-- Directions --
Find every line in the entries below that contains the word "butterfly" and copy each one. Case counts, so match only that exact spelling and capitalization.

-- Data lines --
============================================================
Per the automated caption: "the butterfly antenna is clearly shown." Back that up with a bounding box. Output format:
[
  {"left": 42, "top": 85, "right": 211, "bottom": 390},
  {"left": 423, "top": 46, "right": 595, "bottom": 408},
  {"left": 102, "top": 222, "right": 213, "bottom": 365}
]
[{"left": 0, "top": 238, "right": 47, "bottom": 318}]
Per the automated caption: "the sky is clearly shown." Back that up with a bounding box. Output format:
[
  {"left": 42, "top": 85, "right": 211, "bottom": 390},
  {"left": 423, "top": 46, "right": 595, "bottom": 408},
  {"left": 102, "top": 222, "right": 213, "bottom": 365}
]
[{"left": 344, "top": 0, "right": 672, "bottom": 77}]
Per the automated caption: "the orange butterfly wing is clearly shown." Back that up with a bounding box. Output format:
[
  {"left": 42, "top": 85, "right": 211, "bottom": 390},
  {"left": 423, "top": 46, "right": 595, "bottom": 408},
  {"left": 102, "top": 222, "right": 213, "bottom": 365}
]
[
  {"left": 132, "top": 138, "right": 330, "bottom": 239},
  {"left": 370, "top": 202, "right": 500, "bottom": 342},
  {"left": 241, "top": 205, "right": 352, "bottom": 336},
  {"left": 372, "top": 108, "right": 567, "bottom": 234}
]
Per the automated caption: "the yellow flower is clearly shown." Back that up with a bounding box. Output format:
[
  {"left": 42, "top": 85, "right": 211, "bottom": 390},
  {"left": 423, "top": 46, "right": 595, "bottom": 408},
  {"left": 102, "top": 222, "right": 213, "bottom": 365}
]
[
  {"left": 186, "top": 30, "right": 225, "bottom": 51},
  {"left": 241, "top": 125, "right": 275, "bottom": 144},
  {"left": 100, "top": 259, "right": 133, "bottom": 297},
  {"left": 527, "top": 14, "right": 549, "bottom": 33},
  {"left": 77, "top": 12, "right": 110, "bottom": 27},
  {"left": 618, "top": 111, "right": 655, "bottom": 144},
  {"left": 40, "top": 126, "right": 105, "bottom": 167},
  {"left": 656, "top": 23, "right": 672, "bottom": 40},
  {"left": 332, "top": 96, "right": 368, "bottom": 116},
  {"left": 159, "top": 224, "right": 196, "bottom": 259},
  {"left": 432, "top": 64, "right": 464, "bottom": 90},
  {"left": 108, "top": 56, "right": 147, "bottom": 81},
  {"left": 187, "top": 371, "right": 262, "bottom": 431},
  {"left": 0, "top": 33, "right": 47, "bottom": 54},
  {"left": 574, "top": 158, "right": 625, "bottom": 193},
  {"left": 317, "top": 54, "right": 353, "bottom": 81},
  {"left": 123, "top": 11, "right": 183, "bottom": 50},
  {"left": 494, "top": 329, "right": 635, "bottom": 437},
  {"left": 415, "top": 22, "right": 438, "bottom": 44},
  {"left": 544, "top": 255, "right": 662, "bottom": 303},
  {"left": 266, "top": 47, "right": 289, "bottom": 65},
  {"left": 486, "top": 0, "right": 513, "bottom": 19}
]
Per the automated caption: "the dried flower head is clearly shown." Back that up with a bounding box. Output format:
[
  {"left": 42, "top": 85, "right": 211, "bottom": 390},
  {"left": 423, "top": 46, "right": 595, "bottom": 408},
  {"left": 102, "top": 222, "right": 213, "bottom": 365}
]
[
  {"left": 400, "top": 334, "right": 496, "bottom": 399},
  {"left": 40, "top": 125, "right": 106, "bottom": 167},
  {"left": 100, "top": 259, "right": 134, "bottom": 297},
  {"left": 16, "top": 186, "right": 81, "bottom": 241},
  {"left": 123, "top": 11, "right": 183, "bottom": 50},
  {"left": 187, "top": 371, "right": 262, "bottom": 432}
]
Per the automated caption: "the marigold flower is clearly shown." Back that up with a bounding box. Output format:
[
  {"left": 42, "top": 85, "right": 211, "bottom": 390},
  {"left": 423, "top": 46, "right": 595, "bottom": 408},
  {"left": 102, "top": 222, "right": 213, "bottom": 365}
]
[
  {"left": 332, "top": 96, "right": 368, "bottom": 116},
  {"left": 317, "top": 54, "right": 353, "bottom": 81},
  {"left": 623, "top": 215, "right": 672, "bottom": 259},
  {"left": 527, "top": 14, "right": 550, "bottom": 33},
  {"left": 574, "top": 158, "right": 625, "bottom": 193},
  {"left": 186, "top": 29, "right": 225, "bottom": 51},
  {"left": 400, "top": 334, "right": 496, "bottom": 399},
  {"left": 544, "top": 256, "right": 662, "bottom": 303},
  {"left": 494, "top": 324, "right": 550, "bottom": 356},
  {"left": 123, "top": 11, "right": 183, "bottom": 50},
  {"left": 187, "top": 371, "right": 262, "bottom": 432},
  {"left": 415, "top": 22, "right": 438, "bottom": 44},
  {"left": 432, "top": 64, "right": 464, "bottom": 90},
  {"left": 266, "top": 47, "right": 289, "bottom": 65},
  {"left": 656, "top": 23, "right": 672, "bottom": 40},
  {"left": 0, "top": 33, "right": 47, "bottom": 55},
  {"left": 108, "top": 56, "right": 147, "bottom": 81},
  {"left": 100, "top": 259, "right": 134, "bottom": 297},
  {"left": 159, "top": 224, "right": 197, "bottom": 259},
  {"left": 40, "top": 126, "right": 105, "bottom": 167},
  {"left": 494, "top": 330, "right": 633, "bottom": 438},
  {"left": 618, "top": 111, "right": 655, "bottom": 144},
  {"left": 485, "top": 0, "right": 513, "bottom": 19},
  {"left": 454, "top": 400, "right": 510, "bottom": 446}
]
============================================================
-- Written reply --
Per the automated caption: "the butterfly antenna is clearly shown." Back that up with a bounding box. Output format:
Per the automated caption: "the orange butterfly wing is clearly shown." Back that up with a bounding box. Output format:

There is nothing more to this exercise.